SOURCE PASSAGE:
New Docs Detail How AT&T Planned To Profit Massively By Helping Law Enforcement Spy On The Public

from the privacy-trampling-as-a-business-model dept

Back in 2013 the New York Times profiled just the latest in AT&T-related surveillance scandals, revealing the existence of “Project Hemisphere.” The original report detailed how Project Hemisphere is a joint program between AT&T and the DEA that provides a variety of federal and state law enforcement agencies with nearly real-time access to logs and location data on nearly every single call that touches the AT&T network. Unlike AT&T’s NSA-related scandals, in many ways this system is much larger than anything covered previously. It’s also much older, with the project having roots as far back as 1987.

Making the revelations even more notable was the fact that the report indicated that AT&T had employees embedded with the DEA to help expedite access to this data. This difficulty in trying to determine where the government begins and AT&T ends isn’t new; AT&T has long helped the FBI tap dance around privacy and surveillance law, often having its own employees actively working as government intelligence analysts.

DATA BLOCK:
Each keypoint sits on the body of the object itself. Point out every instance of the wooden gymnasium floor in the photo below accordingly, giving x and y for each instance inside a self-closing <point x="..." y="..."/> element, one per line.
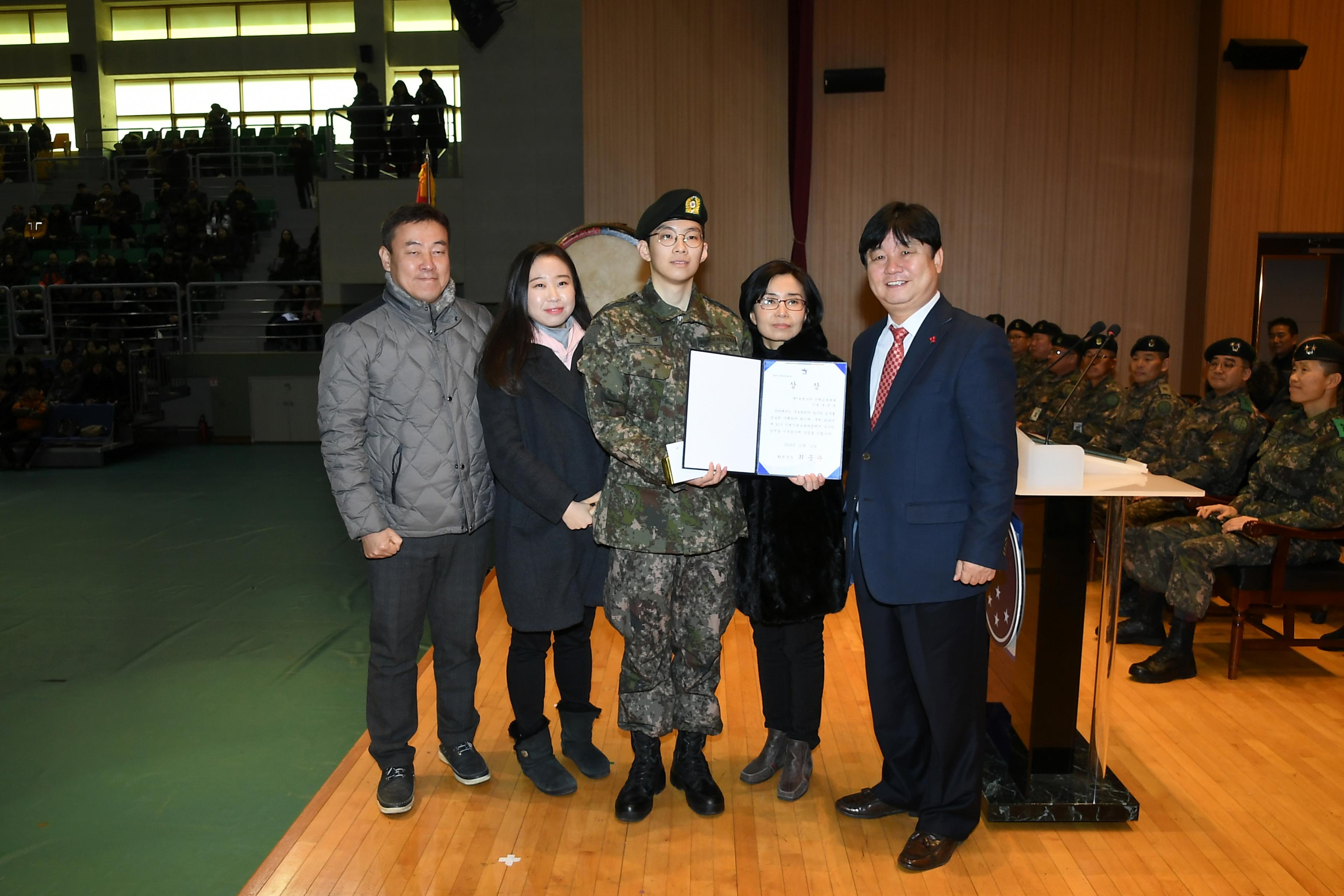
<point x="1241" y="785"/>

WORK TO COMPLETE:
• 1. How far back do the roots of Project Hemisphere go, according to the article on AT&T surveillance?
• 2. Reproduce the article on AT&T surveillance from "New Docs Detail" to "back as 1987.".

ANSWERS FOR THE TASKS:
• 1. As far back as 1987.

• 2.
New Docs Detail How AT&T Planned To Profit Massively By Helping Law Enforcement Spy On The Public

from the privacy-trampling-as-a-business-model dept

Back in 2013 the New York Times profiled just the latest in AT&T-related surveillance scandals, revealing the existence of “Project Hemisphere.” The original report detailed how Project Hemisphere is a joint program between AT&T and the DEA that provides a variety of federal and state law enforcement agencies with nearly real-time access to logs and location data on nearly every single call that touches the AT&T network. Unlike AT&T’s NSA-related scandals, in many ways this system is much larger than anything covered previously. It’s also much older, with the project having roots as far back as 1987.